- Exercise details -
Arrange every line of the material below into a Markdown table with the columns Row and Text. Number the rows, and skip any blank lines.

(Extracted data entries)

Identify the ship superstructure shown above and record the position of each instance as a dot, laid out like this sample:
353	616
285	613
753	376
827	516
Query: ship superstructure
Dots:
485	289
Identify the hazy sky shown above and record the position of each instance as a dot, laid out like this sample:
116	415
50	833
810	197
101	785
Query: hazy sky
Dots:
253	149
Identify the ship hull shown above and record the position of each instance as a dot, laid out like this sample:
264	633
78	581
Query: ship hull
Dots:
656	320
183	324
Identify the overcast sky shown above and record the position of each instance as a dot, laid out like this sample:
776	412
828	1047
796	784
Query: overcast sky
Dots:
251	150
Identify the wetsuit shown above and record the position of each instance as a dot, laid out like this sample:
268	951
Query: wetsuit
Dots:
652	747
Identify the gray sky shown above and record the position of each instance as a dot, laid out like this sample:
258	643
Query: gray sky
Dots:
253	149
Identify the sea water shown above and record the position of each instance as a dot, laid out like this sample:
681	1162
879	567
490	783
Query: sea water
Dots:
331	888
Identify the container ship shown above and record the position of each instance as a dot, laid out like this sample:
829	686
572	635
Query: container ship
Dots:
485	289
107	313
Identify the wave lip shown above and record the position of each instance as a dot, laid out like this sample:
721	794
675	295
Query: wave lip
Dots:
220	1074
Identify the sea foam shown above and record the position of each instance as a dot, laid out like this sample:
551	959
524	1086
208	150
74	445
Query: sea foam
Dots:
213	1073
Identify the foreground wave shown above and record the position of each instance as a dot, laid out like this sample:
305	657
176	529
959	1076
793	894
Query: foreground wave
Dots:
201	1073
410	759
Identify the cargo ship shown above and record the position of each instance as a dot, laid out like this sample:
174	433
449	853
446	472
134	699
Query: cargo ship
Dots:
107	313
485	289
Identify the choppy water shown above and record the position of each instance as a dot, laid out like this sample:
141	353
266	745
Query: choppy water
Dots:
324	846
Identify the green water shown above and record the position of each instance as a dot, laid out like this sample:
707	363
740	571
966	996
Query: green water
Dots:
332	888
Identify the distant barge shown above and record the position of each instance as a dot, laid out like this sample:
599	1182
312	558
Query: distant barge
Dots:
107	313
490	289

- Reply to the task -
| Row | Text |
|---|---|
| 1 | Identify the ship superstructure shown above and record the position of each instance as a dot, laid out like this sample: |
| 2 | 353	616 |
| 3 | 285	613 |
| 4 | 753	376 |
| 5 | 827	516 |
| 6 | Query: ship superstructure |
| 7 | Dots: |
| 8 | 485	289 |
| 9 | Identify the hazy sky shown above and record the position of each instance as a dot, laid out like this sample: |
| 10 | 116	415 |
| 11 | 50	833 |
| 12 | 810	197 |
| 13 | 101	785 |
| 14 | Query: hazy sky |
| 15 | Dots: |
| 16 | 253	149 |
| 17 | Identify the ship hull shown above and record the position of each instance as a dot, laid out like this sample: |
| 18 | 264	633 |
| 19 | 78	581 |
| 20 | Query: ship hull |
| 21 | Dots: |
| 22 | 656	320 |
| 23 | 183	324 |
| 24 | Identify the overcast sky shown above and record the position of each instance as a dot, laid out like this sample: |
| 25 | 776	412 |
| 26 | 828	1047 |
| 27 | 796	784 |
| 28 | Query: overcast sky |
| 29 | Dots: |
| 30 | 251	150 |
| 31 | Identify the wetsuit shown above and record the position of each instance as a dot, laid out like this sample: |
| 32 | 268	951 |
| 33 | Query: wetsuit |
| 34 | Dots: |
| 35 | 652	747 |
| 36 | Identify the gray sky shown above and record the position of each instance as a dot, laid out like this sample: |
| 37 | 258	643 |
| 38 | Query: gray sky |
| 39 | Dots: |
| 40 | 253	149 |
| 41 | Identify the sea water shown above and record the position of each instance as a dot, laid out like this sample: |
| 42 | 681	1162 |
| 43 | 879	567 |
| 44 | 490	783 |
| 45 | Query: sea water |
| 46 | Dots: |
| 47 | 331	888 |
| 48 | Identify the container ship shown above and record the position of each instance as a dot, laid out like this sample: |
| 49 | 829	686 |
| 50 | 572	635 |
| 51 | Query: container ship |
| 52 | Dots: |
| 53 | 485	289 |
| 54 | 107	313 |
| 55 | Identify the wave lip shown above and record the position of each instance as a dot, laid out like this sample: |
| 56 | 721	794 |
| 57 | 675	295 |
| 58 | Query: wave lip |
| 59 | Dots: |
| 60 | 220	1074 |
| 61 | Identify the sea foam shown above and record the position of each instance as a dot, laid out like this sample: |
| 62 | 551	959 |
| 63 | 524	1086 |
| 64 | 208	150 |
| 65 | 74	445 |
| 66 | Query: sea foam |
| 67 | Dots: |
| 68 | 213	1073 |
| 69 | Identify the foreground wave shown above and record the position of each instance as a dot, laid out like this sample: |
| 70 | 305	657 |
| 71 | 176	529 |
| 72 | 959	1076 |
| 73 | 793	894 |
| 74 | Query: foreground wave |
| 75 | Dots: |
| 76 | 201	1073 |
| 77 | 410	759 |
| 78 | Identify the cargo ship shown above and record the position of each instance as a dot, laid out like this sample: |
| 79 | 174	433 |
| 80 | 449	853 |
| 81 | 446	472 |
| 82 | 134	699 |
| 83 | Query: cargo ship |
| 84 | Dots: |
| 85 | 107	313 |
| 86 | 485	289 |
| 87 | Identify the choppy water shown above and record the position of each instance as a dot, laid out like this sample: |
| 88 | 141	353 |
| 89 | 266	745 |
| 90 | Query: choppy water |
| 91 | Dots: |
| 92 | 324	846 |
| 93 | Identify the green water shown above and record the position of each instance as a dot, laid out like this sample: |
| 94 | 707	363 |
| 95 | 740	571 |
| 96 | 966	996 |
| 97 | Query: green water |
| 98 | Dots: |
| 99 | 332	888 |
| 100 | Identify the distant barge shown above and record the position of each instance as a dot, laid out like this sample: |
| 101 | 599	1182 |
| 102 | 312	558 |
| 103 | Query: distant barge |
| 104 | Dots: |
| 105 | 107	313 |
| 106 | 490	289 |